» **Task instructions**
Please repeat the data in full, character for character.

» **Data for review**
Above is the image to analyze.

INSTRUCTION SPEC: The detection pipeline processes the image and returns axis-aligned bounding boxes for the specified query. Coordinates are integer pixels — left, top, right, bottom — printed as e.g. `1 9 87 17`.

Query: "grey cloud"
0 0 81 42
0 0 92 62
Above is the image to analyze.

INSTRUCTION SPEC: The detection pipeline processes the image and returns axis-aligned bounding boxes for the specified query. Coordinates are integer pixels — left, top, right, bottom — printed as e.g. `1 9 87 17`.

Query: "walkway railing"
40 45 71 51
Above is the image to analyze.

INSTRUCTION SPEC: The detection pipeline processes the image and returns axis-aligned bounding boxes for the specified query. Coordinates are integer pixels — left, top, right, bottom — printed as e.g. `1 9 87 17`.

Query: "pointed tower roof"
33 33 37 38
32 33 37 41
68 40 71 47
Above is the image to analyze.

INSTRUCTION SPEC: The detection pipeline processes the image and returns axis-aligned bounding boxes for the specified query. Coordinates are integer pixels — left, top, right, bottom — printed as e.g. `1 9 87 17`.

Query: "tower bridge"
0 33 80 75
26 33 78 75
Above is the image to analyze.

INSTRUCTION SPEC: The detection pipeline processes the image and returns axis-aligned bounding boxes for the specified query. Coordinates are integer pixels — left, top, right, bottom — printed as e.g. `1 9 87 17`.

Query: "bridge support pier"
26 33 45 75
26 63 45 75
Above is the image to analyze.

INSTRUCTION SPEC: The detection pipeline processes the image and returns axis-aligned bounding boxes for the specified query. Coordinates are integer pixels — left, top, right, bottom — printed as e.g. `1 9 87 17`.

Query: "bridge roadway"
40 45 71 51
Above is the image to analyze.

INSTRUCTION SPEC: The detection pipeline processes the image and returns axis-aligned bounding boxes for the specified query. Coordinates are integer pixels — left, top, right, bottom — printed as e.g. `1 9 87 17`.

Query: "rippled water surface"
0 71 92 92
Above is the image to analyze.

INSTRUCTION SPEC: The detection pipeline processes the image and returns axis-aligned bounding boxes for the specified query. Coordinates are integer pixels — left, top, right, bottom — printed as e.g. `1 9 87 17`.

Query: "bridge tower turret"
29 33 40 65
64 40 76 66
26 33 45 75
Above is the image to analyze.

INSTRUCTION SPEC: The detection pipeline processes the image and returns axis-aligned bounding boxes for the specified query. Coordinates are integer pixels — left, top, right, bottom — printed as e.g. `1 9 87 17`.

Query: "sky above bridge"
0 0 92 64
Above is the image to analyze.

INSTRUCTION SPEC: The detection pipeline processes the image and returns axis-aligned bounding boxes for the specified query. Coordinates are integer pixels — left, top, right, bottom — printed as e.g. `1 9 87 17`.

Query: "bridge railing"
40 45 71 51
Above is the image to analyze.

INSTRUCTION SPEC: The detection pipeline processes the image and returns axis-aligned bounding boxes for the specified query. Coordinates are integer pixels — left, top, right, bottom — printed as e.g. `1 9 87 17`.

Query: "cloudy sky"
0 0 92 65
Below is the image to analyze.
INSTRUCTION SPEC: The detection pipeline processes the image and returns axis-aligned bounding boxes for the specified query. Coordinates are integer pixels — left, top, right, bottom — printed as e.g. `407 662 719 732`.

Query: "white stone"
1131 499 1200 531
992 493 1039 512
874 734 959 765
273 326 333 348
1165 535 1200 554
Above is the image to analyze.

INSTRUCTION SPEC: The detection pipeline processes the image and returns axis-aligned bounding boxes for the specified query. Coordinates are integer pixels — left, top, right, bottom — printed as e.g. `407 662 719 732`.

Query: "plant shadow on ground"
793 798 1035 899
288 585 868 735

» **Reply**
Above is the image to analyze.

INSTRUCTION SPEC: The detection pipeline processes the image and returns axis-aligned bounding boxes for the specified query. Coordinates are integer pixels — left, top, right, bottom — printed as e.g. `1 9 87 17`.

Query: "grey cloud"
0 0 81 42
0 0 92 62
Above is the image to analyze.

INSTRUCTION SPEC: The detection pipeline processes the image and returns axis-aligned bounding boxes for the specified query. Coordinates are integer pixels — left, top, right, bottom — printed as e.g. `1 9 87 17`.

Query: "walkway railing"
40 45 71 51
Above is the image to analyze.

INSTRUCTION SPEC: The detection pipeline processes the image and returns axis-aligned bounding boxes for the specified query. Coordinates are integer pixels — left, top, right, bottom — printed as e.g. `1 9 87 17`.

Query: "pointed tower roof"
33 33 37 38
32 33 37 41
68 40 71 47
Above is the image to analyze.

INSTRUCTION SPEC: The detection pipeline processes the image and returns axis-aligned bounding boxes for the specified query. Coordinates are integer pixels — left, top, right, bottom — printed as e.g. `1 9 87 17`.

Query: "tower bridge"
0 33 80 75
26 33 78 75
Above is the image to analyze.

INSTRUCTION SPEC: The detection pipeline processes the image and returns axis-aligned bounding boxes for the specified query. Coordinates are integer pixels — left, top, right, bottom — printed as e.g. `1 9 87 17`.

Query: "bridge support pier"
26 33 45 75
26 63 45 75
Above is the image to analyze.

INSTRUCTION SPEC: The detection pipeline processes the image and returns axis-aligned bounding boxes for the specified query. Coordinates are integer pixels — left, top, right, bottom — printed as e.g. `1 9 87 17`.

Query: "bridge roadway"
40 45 71 51
Above is the image to analyze.

INSTRUCTION SPEC: The detection pipeline processes the image and returns axis-aligned bounding boxes for the specified query. Coordinates are integer pixels — left, top, right, bottom — printed as e.g. `1 9 87 17`.

Query: "rippled water surface"
0 71 92 92
Above is the image to analyze.

INSTRUCTION SPEC: The detection pipeline processes the image and returns axis-aligned bounding boxes for the specified query. Coordinates are integer pixels — left, top, right, bottom — printed as e.g. `1 9 87 17`.

Query: "bridge tower turret"
29 33 40 65
64 40 76 66
26 33 45 75
Above is the image to analyze.

INSTRUCTION SPEC: The detection pipeline processes the image and returns axis-aligned bounding boxes for the specified query. Coordinates are integer pixels — left, top, right, bottom — printed as e.g. `1 9 87 17`.

Query: "sky above bridge"
0 0 92 64
Above is the image to analyze.

INSTRUCTION SPEC: The detection pipeline processes the image and returns axis-aligned bounding boxes for the specified query. Coordinates are integer pixels — left, top, right, bottom — printed as e.g. `1 9 87 17`.

Query: "bridge railing"
40 45 71 51
Above is the image to analyze.

INSTRUCTION SPEC: The detection pipeline processes the image and returns axis-aligned bounding boxes for the specified query. Coordinates are integer pixels — left, top, right, bottom — printed as e.g. `1 9 87 17`.

Query: "cloudy sky"
0 0 92 65
Below is the image to analyze.
INSTRUCTION SPEC: The detection pipeline processes the image and returns axis-aligned bounding boxes for the specified query. Coordinates are integer pixels — left, top, right, bottom — printed as e.g. `407 662 719 732`.

Query: "white stone"
1131 499 1200 531
992 493 1039 512
874 734 959 765
273 326 333 348
1165 535 1200 554
Above is the image to analyze.

INSTRUCTION SPEC: The detection pipeline processes the image and returns axis-aligned bounding boxes for the specified query. Coordinates are integer pixels — left, top, right, bottom — printed as e.g. `407 662 719 732`.

Query: "plant shadow on ground"
793 798 1035 899
288 585 868 735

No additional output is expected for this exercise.